═════ Text passage

The election has thrown Mexico's business world into uncertainty, as Trump has attacked U.S. companies investing south of the border and threatened to renegotiate or scrap a major trade agreement with Mexico.

A large part of Wal-Mart's investment will be over the next three years, including in back-end infrastructure, said the company's chief executive, Guilherme Loureiro. He said it would create some 10,000 permanent new jobs.

"It will involve the building of new distribution centers, as well as the expansion of ones we already have," he said at an event with President Enrique Pena Nieto at the president's office.

Loureiro said the company had already invested 80 billion pesos ($3.93 billion) in the past four years.

Wal-Mart has been looking to double sales in Mexico by 2024 by boosting its core business of running discount retail and membership stores, and expanding its fresh food business.

══════════

_Problem set_.
[a] Reproduce part of the Wal-Mart Mexico excerpt word for word, beginning at the words "The election has" and stopping after "agreement with Mexico.".
[b] Render this sentence from the Wal-Mart Mexico excerpt in Spanish: "Loureiro said the company had already invested 80 billion pesos ($3.93 billion) in the past four years."
[c] Carry the Wal-Mart Mexico excerpt forward with new text that picks up after its final sentence.
The records come from a different source than the news excerpt.

═════ Entries provided

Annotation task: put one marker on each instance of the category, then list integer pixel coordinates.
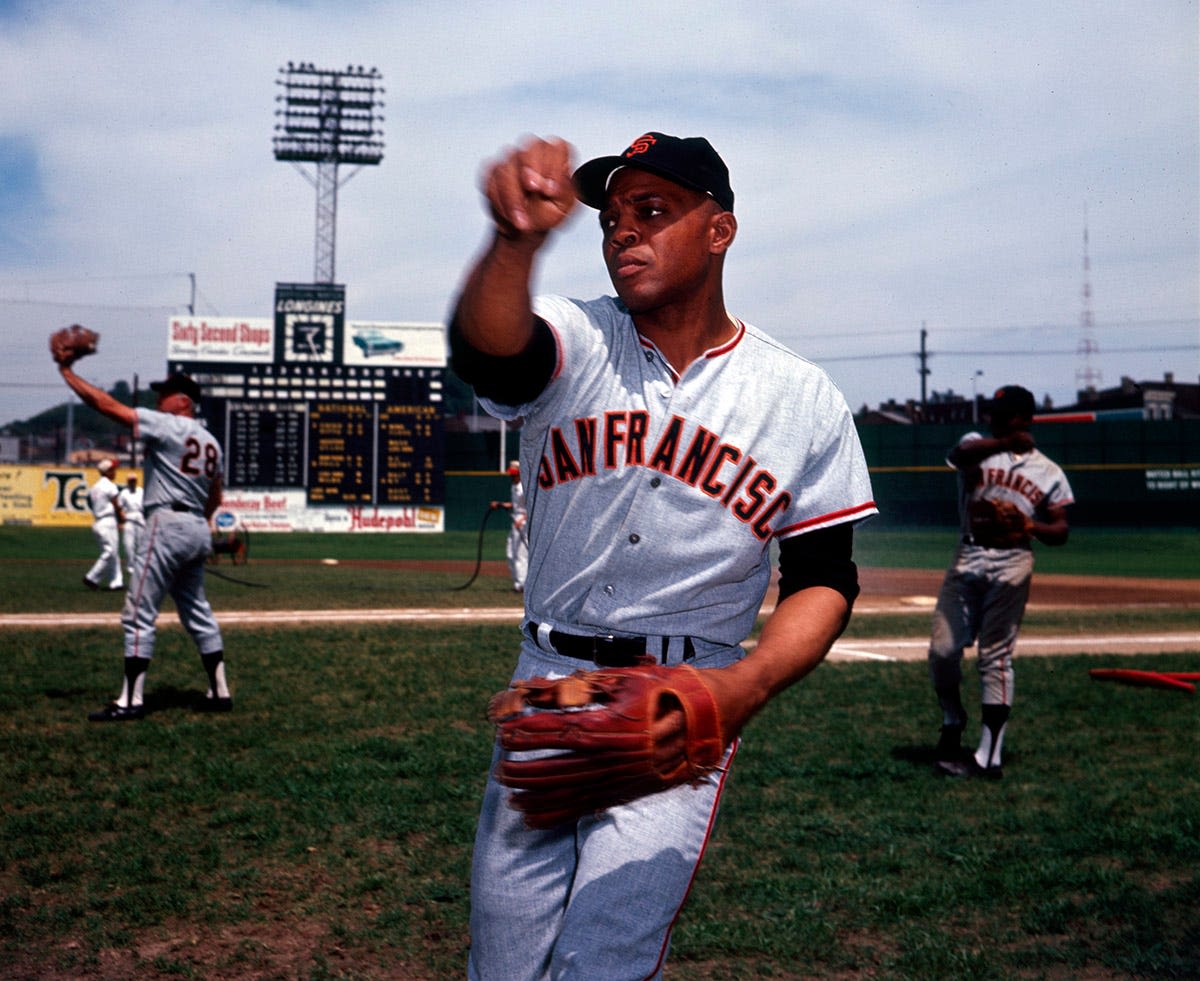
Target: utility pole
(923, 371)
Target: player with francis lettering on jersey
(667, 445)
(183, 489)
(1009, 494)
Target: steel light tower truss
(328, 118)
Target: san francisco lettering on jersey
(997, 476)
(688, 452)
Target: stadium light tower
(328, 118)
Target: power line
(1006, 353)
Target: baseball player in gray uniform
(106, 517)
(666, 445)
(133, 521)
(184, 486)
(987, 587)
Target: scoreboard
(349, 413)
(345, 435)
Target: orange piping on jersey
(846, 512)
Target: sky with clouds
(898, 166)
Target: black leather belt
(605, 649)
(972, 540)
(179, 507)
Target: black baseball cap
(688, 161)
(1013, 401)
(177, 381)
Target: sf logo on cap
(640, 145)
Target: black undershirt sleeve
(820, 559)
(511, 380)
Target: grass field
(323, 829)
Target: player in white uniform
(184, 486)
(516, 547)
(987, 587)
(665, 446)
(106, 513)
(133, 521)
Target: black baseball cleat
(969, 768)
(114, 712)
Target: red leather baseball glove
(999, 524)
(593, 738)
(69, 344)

══════════
═════ Entries provided

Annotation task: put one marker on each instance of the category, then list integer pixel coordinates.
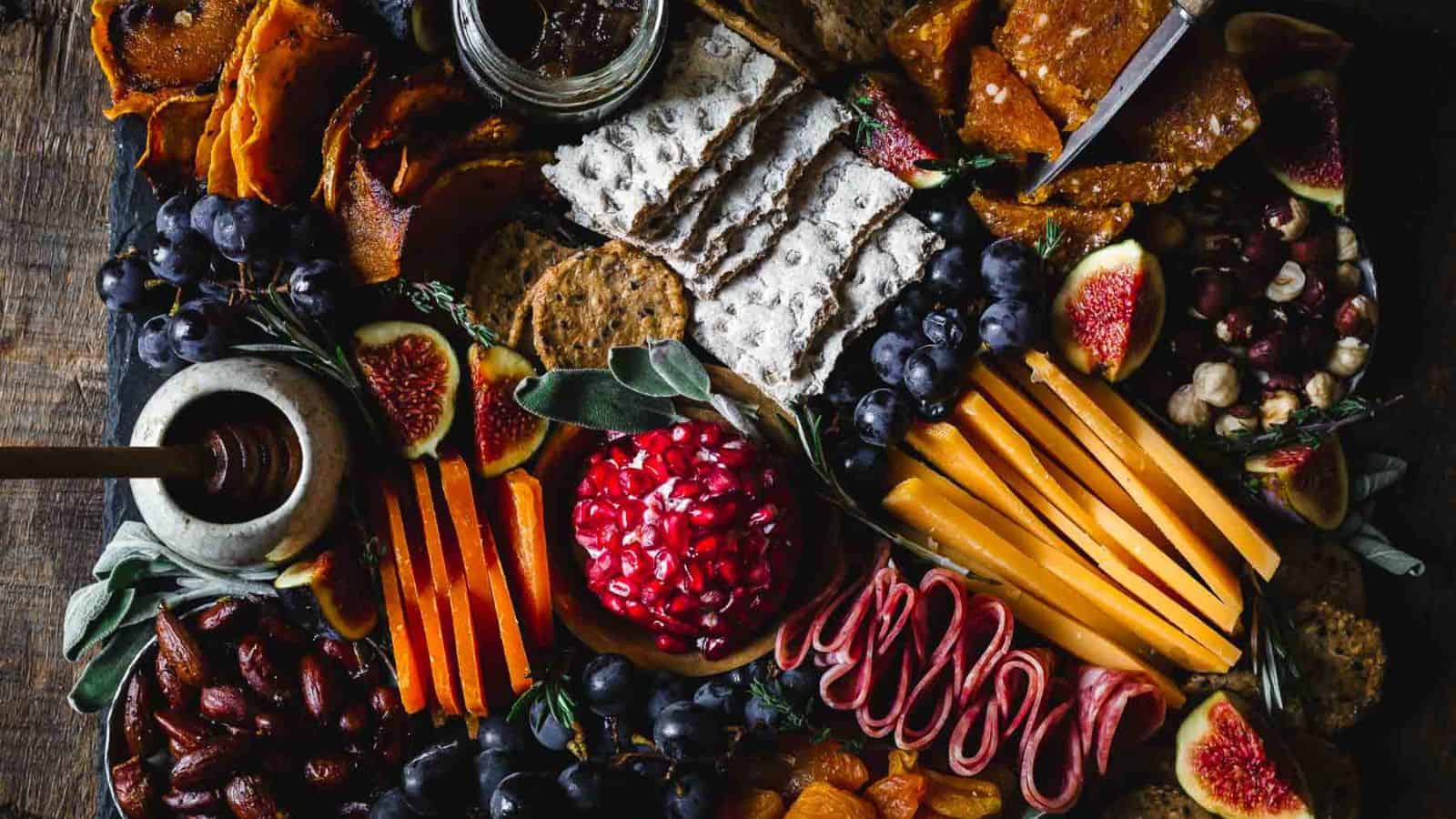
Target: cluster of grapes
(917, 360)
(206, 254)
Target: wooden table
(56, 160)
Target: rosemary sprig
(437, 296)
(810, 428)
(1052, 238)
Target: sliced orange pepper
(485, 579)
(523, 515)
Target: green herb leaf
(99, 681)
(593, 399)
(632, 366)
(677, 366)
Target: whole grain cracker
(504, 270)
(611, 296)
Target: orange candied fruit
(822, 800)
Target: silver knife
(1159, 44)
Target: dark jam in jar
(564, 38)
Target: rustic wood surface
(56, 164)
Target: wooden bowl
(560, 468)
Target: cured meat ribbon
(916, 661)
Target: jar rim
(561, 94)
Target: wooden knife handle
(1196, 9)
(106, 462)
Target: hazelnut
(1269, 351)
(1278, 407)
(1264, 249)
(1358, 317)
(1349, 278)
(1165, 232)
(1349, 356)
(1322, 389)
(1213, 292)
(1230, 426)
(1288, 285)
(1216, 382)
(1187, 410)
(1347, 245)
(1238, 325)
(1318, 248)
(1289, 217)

══════════

_Written responses_.
[a]
The election has thrown Mexico's business world into uncertainty, as Trump has attacked U.S. companies investing south of the border and threatened to renegotiate or scrap a major trade agreement with Mexico.

[b] Loureiro dijo que la empresa ya había invertido 80.000 millones de pesos (3.930 millones de dólares) en los últimos cuatro años.

[c]
In August it sold its Suburbia clothing chain to El Puerto De Liverpool <LIVEPOLC1.MX> for about $852 million in order to streamline operations in the country.

At Wal-Mart's shareholder meeting in June, David Cheesewright, head of the overseas division, singled out the Mexican market as a top priority. Mexico has Wal-Mart's largest number of stores outside the United States.

Wal-Mart has struggled in overseas markets, including Britain and China, but Walmex has remained a bright spot with third-quarter revenue growing 10.8 percent to 126.86 billion pesos ($6.25 billion).